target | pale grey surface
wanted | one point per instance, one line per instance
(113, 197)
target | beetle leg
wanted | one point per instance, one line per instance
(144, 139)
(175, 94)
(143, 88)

▶ **WORK INSTRUCTIONS**: Please copy every line of the records above without any change.

▶ **RESPONSE TO THIS TASK**:
target | pale grey surface
wanted | one point per instance, one line per instance
(113, 197)
target | beetle leg
wanted | one point per instance, one line per instance
(144, 139)
(175, 94)
(143, 88)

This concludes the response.